■ **Given data**
== == ==

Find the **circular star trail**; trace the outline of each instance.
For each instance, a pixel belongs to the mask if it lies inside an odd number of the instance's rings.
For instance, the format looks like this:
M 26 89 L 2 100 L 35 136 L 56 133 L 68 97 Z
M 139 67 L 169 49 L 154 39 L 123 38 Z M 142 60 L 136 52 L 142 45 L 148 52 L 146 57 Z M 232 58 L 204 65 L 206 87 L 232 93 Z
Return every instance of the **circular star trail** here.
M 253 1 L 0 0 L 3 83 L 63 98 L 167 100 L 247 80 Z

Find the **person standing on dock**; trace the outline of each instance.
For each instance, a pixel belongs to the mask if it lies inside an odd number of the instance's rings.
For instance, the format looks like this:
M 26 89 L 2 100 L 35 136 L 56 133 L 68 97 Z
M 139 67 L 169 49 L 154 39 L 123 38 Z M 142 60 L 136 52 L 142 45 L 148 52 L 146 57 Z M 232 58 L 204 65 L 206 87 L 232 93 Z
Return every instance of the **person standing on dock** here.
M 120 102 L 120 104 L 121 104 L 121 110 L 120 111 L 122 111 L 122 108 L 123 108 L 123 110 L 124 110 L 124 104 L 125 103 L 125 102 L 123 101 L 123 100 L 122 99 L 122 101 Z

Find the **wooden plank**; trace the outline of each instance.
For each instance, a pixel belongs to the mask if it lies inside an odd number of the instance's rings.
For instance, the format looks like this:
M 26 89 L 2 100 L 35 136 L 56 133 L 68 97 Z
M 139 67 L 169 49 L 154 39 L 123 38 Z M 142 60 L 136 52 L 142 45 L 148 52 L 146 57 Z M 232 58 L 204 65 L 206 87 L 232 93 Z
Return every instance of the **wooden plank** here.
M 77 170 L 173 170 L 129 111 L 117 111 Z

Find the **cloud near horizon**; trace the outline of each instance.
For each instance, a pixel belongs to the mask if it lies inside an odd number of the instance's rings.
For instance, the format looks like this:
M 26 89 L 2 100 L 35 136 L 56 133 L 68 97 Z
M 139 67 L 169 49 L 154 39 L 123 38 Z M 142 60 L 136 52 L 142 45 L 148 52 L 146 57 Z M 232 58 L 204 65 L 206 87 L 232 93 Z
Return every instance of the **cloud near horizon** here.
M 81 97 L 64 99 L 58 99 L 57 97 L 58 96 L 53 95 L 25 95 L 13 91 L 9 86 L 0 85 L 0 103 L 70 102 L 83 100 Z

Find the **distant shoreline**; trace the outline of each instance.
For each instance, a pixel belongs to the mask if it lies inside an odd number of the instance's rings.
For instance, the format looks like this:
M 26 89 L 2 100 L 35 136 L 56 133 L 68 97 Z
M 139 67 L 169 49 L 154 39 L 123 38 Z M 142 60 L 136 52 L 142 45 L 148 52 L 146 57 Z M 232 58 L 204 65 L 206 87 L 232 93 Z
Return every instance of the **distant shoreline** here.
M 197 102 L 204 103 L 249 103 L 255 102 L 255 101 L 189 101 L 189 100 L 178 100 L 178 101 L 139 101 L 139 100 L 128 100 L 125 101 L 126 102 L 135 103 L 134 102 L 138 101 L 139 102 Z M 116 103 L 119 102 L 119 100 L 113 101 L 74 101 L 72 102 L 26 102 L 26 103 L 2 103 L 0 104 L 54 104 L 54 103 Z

== == ==

■ **What to work on**
Rewrite all of the rows above, changing every "trace the outline" to "draw the boundary" and leaving everything else as it is.

■ **Full answer**
Find the **circular star trail**; draw the boundary of each instance.
For each instance, a pixel belongs to the mask if it lies inside an odd number of the instance's rings.
For instance, the format looks like this:
M 26 89 L 2 100 L 35 136 L 56 133 L 68 97 Z
M 139 67 L 169 49 L 154 39 L 123 38 Z M 142 60 L 136 52 L 142 45 L 148 52 L 146 57 Z M 232 58 L 204 65 L 206 87 L 232 93 Z
Return every instance of the **circular star trail** here.
M 253 1 L 0 0 L 3 83 L 63 98 L 167 100 L 247 80 Z

Find the **person standing on dock**; draw the boundary of each instance.
For each instance, a pixel belongs to the mask if it lies inside an odd number of the instance's rings.
For instance, the format looks like this:
M 26 89 L 2 100 L 35 136 L 56 133 L 68 97 Z
M 139 67 L 169 49 L 154 39 L 123 38 Z M 142 60 L 136 52 L 142 45 L 148 52 L 146 57 Z M 232 58 L 204 65 L 206 87 L 232 93 Z
Return every instance of the **person standing on dock** here.
M 120 102 L 120 104 L 121 104 L 121 110 L 120 111 L 122 111 L 122 108 L 123 108 L 123 110 L 124 110 L 124 104 L 125 103 L 125 102 L 123 101 L 123 100 L 122 99 L 122 101 Z

Find the **wooden plank**; draw the boundary of each instance.
For each instance, a pixel belongs to the mask if it lies inside an odd number of the instance's rings.
For instance, the format looks like this:
M 26 89 L 2 100 L 35 136 L 56 133 L 68 97 Z
M 139 67 L 169 49 L 154 39 L 123 38 Z M 142 60 L 136 52 L 142 45 L 148 52 L 146 57 Z M 232 58 L 204 65 L 206 87 L 232 93 Z
Return every instance of the **wooden plank** here.
M 77 170 L 173 170 L 129 111 L 117 111 Z

Find the **cloud near horizon**; draw the boundary of each instance.
For each instance, a pixel belongs to the mask if it lies inside an odd number of the instance's rings.
For instance, the format looks like this:
M 26 89 L 2 100 L 35 136 L 56 133 L 68 97 Z
M 139 67 L 169 49 L 154 39 L 123 38 Z M 142 60 L 136 52 L 142 45 L 148 52 L 146 57 Z M 232 58 L 204 65 L 206 87 L 232 93 Z
Return every instance of the **cloud near horizon** here.
M 81 97 L 64 99 L 58 99 L 57 97 L 58 96 L 53 95 L 25 95 L 13 91 L 9 86 L 0 85 L 0 103 L 70 102 L 83 100 Z

Find the **distant shoreline**; draw the boundary of each instance.
For each instance, a pixel belongs to the mask if it lies inside an odd number of the instance's rings.
For instance, the format looks like this:
M 26 89 L 2 100 L 35 136 L 56 133 L 68 97 Z
M 139 67 L 169 49 L 154 39 L 123 38 Z M 142 60 L 136 52 L 142 45 L 148 52 L 146 57 Z M 232 58 L 204 65 L 206 87 L 232 93 Z
Return every instance of the **distant shoreline** here.
M 197 102 L 204 103 L 249 103 L 255 102 L 255 101 L 189 101 L 189 100 L 178 100 L 178 101 L 139 101 L 139 100 L 128 100 L 125 101 L 126 102 L 135 103 L 134 102 L 138 101 L 139 102 Z M 116 103 L 119 102 L 119 100 L 113 101 L 74 101 L 72 102 L 26 102 L 26 103 L 2 103 L 0 104 L 54 104 L 54 103 Z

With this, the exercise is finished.